[Point labeling records]
BEGIN

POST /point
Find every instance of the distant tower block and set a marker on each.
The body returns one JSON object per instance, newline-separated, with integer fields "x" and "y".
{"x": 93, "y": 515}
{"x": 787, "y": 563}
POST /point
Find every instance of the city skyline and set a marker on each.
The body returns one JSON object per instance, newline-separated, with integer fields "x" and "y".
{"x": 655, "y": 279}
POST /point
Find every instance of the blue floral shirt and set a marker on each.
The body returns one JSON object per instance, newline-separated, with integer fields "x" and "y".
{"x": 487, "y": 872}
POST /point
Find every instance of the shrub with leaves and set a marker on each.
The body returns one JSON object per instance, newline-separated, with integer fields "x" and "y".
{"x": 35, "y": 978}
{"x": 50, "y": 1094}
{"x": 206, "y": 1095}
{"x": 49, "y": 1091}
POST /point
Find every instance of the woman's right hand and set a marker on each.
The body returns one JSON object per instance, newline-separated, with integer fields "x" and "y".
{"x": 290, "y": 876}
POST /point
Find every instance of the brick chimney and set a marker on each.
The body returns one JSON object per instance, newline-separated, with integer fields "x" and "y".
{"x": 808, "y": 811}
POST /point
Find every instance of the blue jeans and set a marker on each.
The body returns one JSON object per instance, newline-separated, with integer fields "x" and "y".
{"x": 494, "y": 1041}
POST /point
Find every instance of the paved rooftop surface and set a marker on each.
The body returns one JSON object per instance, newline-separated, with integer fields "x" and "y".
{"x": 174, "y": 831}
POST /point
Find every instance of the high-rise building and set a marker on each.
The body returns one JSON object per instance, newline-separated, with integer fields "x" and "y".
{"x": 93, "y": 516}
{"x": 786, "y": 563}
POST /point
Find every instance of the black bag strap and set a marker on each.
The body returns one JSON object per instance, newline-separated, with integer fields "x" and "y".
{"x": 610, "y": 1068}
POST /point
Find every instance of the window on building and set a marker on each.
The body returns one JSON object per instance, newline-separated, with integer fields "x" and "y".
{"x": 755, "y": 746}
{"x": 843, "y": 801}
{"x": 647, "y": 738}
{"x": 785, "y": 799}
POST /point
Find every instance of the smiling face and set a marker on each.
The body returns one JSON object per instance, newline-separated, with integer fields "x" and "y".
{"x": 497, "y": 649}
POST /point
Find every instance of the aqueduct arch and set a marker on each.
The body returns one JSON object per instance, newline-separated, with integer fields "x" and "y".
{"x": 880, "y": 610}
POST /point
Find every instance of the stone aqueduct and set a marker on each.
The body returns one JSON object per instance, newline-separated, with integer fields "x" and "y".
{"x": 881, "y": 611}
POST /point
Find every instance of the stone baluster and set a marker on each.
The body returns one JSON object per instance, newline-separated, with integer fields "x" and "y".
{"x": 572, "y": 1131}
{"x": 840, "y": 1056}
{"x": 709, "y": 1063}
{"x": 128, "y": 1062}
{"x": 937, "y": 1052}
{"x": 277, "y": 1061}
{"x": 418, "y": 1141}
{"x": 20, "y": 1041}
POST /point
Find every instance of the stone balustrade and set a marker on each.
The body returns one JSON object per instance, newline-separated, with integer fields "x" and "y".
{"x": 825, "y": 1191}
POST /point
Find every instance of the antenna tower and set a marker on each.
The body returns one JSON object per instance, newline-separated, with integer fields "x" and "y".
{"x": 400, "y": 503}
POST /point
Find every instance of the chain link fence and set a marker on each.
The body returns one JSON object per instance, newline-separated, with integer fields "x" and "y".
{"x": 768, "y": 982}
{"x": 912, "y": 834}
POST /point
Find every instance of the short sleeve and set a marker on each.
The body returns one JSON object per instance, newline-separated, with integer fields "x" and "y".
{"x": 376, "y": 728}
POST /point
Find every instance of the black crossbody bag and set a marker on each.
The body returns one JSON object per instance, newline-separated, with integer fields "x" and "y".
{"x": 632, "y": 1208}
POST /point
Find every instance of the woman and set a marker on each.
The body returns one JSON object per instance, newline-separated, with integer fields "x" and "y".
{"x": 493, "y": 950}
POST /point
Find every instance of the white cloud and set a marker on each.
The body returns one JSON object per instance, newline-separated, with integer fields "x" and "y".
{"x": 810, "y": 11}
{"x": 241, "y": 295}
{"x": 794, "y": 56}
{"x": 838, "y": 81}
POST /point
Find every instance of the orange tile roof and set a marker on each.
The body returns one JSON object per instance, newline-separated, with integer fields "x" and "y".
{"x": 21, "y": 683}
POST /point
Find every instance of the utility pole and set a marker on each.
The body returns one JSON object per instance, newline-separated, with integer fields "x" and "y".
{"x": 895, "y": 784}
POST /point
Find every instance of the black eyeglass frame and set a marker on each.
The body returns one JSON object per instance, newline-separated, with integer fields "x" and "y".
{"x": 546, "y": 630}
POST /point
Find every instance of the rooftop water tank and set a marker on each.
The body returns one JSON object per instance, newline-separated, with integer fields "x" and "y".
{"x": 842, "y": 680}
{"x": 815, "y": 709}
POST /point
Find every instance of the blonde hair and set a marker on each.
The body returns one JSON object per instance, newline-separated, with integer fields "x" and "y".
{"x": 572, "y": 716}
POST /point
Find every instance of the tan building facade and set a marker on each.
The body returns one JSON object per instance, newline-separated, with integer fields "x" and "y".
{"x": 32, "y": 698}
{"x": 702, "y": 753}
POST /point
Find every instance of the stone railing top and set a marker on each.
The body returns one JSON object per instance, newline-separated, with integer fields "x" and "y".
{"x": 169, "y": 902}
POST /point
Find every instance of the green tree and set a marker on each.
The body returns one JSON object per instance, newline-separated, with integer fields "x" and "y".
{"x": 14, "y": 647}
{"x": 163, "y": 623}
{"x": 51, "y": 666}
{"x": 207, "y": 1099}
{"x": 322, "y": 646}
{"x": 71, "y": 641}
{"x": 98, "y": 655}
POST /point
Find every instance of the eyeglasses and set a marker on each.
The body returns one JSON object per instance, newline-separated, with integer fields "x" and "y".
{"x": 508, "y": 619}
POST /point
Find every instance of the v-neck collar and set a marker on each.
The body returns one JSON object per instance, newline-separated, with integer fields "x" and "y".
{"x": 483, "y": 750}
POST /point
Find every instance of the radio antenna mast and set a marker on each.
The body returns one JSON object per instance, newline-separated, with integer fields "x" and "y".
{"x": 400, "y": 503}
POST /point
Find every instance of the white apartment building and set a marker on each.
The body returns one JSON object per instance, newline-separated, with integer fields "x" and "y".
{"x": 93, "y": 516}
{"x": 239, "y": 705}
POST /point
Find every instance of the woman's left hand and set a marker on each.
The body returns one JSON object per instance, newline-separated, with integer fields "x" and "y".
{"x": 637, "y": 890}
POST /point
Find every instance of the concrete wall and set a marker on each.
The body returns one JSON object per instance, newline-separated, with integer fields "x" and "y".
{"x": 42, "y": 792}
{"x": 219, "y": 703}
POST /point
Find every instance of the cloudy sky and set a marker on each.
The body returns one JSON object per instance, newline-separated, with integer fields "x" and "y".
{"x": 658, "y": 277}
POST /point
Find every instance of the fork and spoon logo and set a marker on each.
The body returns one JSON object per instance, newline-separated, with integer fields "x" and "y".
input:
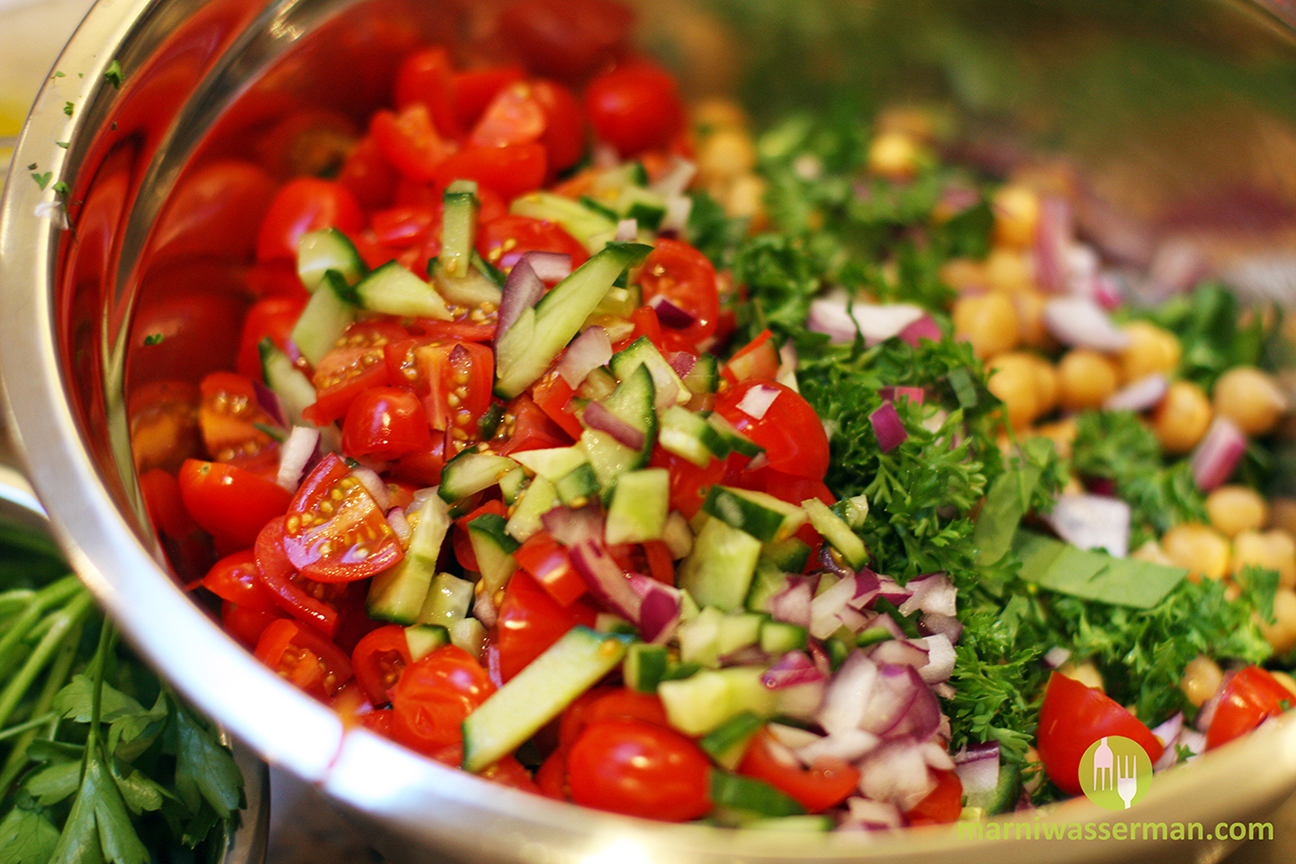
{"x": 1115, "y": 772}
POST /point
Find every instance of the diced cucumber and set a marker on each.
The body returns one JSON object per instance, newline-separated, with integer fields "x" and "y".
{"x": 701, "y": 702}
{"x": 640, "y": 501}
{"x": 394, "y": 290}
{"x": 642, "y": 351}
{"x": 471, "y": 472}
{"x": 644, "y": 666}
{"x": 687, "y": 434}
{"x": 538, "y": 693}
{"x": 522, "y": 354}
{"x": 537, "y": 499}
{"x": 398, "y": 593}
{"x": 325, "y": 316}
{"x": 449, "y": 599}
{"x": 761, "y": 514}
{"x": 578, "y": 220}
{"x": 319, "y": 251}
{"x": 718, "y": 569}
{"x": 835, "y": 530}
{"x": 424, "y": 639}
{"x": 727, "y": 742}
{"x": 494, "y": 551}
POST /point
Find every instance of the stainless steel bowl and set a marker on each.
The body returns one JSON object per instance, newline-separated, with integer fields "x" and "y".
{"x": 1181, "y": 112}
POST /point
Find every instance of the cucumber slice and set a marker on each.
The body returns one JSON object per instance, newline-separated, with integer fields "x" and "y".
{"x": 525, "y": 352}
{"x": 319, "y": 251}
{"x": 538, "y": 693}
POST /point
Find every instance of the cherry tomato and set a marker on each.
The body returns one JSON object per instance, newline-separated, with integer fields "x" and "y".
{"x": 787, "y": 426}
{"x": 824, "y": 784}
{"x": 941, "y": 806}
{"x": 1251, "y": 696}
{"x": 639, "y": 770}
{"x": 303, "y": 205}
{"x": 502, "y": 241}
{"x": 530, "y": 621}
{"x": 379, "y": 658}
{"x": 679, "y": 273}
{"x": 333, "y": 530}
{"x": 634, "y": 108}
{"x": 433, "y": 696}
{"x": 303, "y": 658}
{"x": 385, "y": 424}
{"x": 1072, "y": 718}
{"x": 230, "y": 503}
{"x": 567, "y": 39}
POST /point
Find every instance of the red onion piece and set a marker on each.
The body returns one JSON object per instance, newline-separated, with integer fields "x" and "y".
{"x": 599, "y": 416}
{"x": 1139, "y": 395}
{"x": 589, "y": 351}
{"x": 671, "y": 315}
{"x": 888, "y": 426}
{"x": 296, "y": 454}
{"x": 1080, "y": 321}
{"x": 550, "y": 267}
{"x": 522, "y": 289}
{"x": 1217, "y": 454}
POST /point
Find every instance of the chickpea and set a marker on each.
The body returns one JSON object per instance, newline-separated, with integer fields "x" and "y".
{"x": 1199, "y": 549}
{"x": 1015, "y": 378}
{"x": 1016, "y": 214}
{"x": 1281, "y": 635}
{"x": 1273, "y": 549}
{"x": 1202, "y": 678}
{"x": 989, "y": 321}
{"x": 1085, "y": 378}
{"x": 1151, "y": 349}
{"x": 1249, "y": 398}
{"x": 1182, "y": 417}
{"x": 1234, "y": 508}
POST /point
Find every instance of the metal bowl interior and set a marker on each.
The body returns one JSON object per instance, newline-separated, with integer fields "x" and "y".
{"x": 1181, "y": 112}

END

Directions> Which lines of the records above contain the word "white"? Identify each one and copy it in full, treating case as significant.

Exercise result>
Find every instance of the white cloud and set a marker on each.
Find every instance of the white apartment building and set a marker on each.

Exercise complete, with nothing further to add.